(Dataset items)
+ + +

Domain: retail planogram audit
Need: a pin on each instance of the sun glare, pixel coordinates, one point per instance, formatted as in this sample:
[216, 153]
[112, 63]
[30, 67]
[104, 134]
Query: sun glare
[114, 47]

+ + +

→ GIVEN PROBLEM
Update the rows so that every occurrence of "sun glare" reads "price tag", and leave everything else unchanged.

→ SOLVED PROBLEM
Domain: retail planogram audit
Need: a pin on each instance of the price tag, pixel coordinates, one point per instance, formatted as in this sample:
[216, 153]
[112, 63]
[30, 67]
[104, 134]
Query: price tag
[114, 47]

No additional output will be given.